++++ TEXTO DEL EJERCICIO ++++
La coda de este cuadro de injusticias la constituyen las violencias que padecen las comunidades en los territorios de tiempo atrás, hace décadas, pero que hoy se han normalizado como parte natural del paisaje de la costa pacífica; de las fronteras que delimita el Catatumbo, de las llanuras de la Amazonía y la Orinoquía, así como de las montañas del bajo Cauca antioqueño y de las serranías que avistan las fronteras de la costa Caribe. Para estos territorios no hay plan posible de desarrollo, más allá de concebirlas como teatro de guerra y de orden público, sin que la Fuerza Pública nunca haya sido capaz de imponer orden y seguridad en dichos territorios: en verdad una tragedia y una vergüenza que, sin embargo, la clase dirigente del centro del país solo atiende cuando del exterior se le conmina a tomar acciones ante la violación frecuente de los derechos humanos.
Las consecuencias de dolor y orfandad por largo tiempo en estos territorios son impagables. De hecho, sus comunidades ya lo han percibido y por eso ahora solo reclaman lo posible, pese a que las élites locales se lo regateen, mostrando sus exigencias como imposibles. El panorama es, desde luego, más complejo: hoy también reclaman las mujeres, con todo derecho, un lugar de respeto y valor en la sociedad; los jóvenes, ni se diga, que ya han puesto una cuota de sacrificios, de ojos cegados y de vidas irrecuperables; igual sucede con las minorías afrodescendientes e indígenas que no cejan en su empeño de que el país les pague una deuda histórica aún pendiente.
++++ DATOS RECOPILADOS ++++
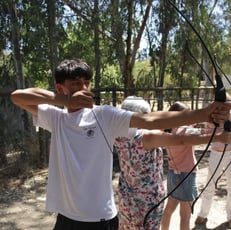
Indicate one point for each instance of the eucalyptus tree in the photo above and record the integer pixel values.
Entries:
++++
OBJETIVO DEL EJERCICIO
Según el texto sobre la violencia en los territorios, ¿cuándo atiende esta tragedia la clase dirigente del centro del país? Los datos no tienen nada que ver con esto.

RESPUESTA DEL EJERCICIO
Solo cuando desde el exterior se le conmina a tomar acciones ante la violación frecuente de los derechos humanos.